++++ Текст для чтения

Грант Управления верховного комиссара по делам беженцев ООН. Грант швейцарского правительства на оказание бесплатной юридической помощи гражданам. Грант голландского неправительственного HIVOS на поддержку самого бюро. Грант немецкого посольства на выпуск юридической литературы. Грант Института по освещению войны и мира, базирующийся в Лондоне организации на выпуск наших правозащитных бюллетеней на русском и казахском языках. И еще у меня есть небольшой грант Международной организации по миграции. И на какую же страну я работаю?


Но на каких-то же условиях вам их дают?

— Условий, при которых выдаются гранты, нет. Потому что грант – это не когда пришел богатый дядя и сказал: “Вот тебе 30 тысяч долларов, за них ты подорвешь основы конституционного строя своей страны”. Или будешь пропагандировать западные ценности, чтобы разрушить наше государство в чем подозревают нас активно все кто угодно, от проправительственных партий до органов нацбезопасности. В действительности же происходит так. Г-н Жовтис садится, смотрит на свое бюро и говорит: “К нам с жалобами приходит много людей, которые ищут статус беженца в Казахстане. Но у нас нет сотрудников, которые могут им помогать, занимаясь только их проблемами, потому что это требует много времени и сил”. Тогда я сажусь и пишу заявку в Управление Верховного комиссара ООН по делам беженцев, расписывая до цента, сколько денег и почему мне надо. И так каждый год по всему миру болтаешься, уговариваешь дать денег на проекты. Ни разу за все 10 лет, что мы работаем, мы не получали денег просто от спонсора. То есть, чтобы спонсор сказал: “Вот тебе деньги – сделай мне это’’. Я никогда ничьих заказов не выполнял. Хотя жить на гранты в последние годы становится все сложнее, это постоянная проблема – поиски ресурсов.

++++++++

### Описание задания:
На что выдан грант немецкого посольства, если верить тексту о грантах?

++++ Исходные данные

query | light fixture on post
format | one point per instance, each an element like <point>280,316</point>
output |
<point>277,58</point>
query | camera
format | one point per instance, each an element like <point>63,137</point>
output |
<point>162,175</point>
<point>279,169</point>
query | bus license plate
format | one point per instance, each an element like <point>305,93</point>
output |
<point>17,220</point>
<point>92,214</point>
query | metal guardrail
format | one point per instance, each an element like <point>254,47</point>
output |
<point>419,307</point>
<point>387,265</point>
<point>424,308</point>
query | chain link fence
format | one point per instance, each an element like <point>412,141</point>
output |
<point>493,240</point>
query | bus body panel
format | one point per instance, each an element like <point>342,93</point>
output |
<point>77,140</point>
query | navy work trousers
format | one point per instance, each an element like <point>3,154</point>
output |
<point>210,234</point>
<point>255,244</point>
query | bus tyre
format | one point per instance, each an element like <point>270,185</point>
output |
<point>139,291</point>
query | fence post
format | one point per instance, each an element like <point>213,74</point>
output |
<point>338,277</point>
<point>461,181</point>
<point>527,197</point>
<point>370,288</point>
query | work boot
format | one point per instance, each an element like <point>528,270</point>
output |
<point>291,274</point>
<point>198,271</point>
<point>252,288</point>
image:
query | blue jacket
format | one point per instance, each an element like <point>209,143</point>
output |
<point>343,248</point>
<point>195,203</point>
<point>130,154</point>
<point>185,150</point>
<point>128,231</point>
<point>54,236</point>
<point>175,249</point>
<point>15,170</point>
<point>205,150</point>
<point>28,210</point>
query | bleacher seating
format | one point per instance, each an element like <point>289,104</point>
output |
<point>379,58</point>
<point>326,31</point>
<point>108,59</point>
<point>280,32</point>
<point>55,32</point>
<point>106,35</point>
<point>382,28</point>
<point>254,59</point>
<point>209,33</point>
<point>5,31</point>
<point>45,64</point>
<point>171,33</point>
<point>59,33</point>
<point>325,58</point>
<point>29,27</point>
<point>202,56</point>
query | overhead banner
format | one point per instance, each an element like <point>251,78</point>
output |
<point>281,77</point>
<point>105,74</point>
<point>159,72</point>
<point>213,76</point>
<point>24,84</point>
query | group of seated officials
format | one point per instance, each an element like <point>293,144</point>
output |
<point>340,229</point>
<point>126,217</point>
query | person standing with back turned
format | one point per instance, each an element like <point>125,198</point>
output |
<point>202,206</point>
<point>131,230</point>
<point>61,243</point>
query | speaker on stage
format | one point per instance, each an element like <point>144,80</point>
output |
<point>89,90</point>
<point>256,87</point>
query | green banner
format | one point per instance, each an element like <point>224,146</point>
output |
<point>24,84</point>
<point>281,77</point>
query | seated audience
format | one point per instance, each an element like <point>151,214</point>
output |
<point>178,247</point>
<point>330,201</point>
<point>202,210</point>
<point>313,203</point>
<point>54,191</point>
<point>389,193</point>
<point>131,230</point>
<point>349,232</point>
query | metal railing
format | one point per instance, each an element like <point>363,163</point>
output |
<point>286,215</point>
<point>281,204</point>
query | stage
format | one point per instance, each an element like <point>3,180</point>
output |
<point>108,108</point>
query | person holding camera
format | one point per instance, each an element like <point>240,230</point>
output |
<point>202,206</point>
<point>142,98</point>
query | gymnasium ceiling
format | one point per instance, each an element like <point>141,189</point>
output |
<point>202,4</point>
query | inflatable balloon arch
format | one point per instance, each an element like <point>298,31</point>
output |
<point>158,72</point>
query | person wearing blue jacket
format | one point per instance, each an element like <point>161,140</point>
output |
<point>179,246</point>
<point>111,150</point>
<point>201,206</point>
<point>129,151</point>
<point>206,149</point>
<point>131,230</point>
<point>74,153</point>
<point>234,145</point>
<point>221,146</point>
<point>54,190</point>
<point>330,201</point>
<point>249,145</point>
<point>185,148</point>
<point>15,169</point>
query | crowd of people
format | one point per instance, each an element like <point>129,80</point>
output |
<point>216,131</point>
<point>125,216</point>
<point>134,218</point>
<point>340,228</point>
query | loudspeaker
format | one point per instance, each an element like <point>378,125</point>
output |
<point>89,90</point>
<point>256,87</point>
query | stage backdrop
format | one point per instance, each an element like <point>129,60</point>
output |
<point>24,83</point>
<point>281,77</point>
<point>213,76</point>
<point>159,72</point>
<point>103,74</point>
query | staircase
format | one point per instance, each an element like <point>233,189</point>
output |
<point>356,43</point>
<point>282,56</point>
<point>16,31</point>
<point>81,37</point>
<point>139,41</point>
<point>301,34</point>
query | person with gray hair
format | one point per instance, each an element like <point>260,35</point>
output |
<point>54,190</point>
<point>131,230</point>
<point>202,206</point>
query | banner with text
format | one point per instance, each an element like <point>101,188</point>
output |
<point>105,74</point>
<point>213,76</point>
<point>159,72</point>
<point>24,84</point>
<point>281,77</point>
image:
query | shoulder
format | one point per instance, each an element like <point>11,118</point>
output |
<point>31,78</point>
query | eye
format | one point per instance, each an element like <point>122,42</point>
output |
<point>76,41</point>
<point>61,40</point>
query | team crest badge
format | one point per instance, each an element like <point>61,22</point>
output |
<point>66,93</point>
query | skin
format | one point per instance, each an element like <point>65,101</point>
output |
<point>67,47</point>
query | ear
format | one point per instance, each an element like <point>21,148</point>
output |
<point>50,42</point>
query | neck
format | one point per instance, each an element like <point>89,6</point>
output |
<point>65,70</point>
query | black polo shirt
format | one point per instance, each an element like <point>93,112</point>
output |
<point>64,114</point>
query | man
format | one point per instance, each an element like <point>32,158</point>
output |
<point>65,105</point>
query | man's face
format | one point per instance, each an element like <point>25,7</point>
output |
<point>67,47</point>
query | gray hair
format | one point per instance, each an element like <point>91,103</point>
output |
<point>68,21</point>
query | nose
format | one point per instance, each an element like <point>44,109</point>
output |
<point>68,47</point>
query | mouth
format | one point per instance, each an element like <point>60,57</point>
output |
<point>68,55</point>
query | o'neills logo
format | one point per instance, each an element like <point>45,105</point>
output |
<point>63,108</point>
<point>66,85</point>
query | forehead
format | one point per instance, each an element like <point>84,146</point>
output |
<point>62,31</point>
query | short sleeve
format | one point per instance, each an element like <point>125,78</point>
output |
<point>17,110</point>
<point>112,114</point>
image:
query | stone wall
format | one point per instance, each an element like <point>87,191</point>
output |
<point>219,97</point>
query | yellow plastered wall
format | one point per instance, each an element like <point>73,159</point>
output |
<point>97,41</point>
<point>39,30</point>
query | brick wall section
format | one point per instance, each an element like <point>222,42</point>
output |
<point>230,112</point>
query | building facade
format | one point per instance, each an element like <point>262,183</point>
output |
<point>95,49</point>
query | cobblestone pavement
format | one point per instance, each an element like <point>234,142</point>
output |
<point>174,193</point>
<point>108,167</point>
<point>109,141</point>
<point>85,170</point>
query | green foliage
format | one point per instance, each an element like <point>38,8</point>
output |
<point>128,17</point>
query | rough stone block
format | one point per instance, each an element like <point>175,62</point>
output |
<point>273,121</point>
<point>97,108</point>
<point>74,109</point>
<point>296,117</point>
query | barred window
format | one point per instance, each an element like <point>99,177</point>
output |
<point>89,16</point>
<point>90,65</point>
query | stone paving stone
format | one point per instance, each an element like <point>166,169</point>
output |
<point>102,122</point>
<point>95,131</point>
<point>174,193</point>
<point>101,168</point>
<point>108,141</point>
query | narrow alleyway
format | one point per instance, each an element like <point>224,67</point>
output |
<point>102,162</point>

++++++++

### Решение задания:
На выпуск юридической литературы.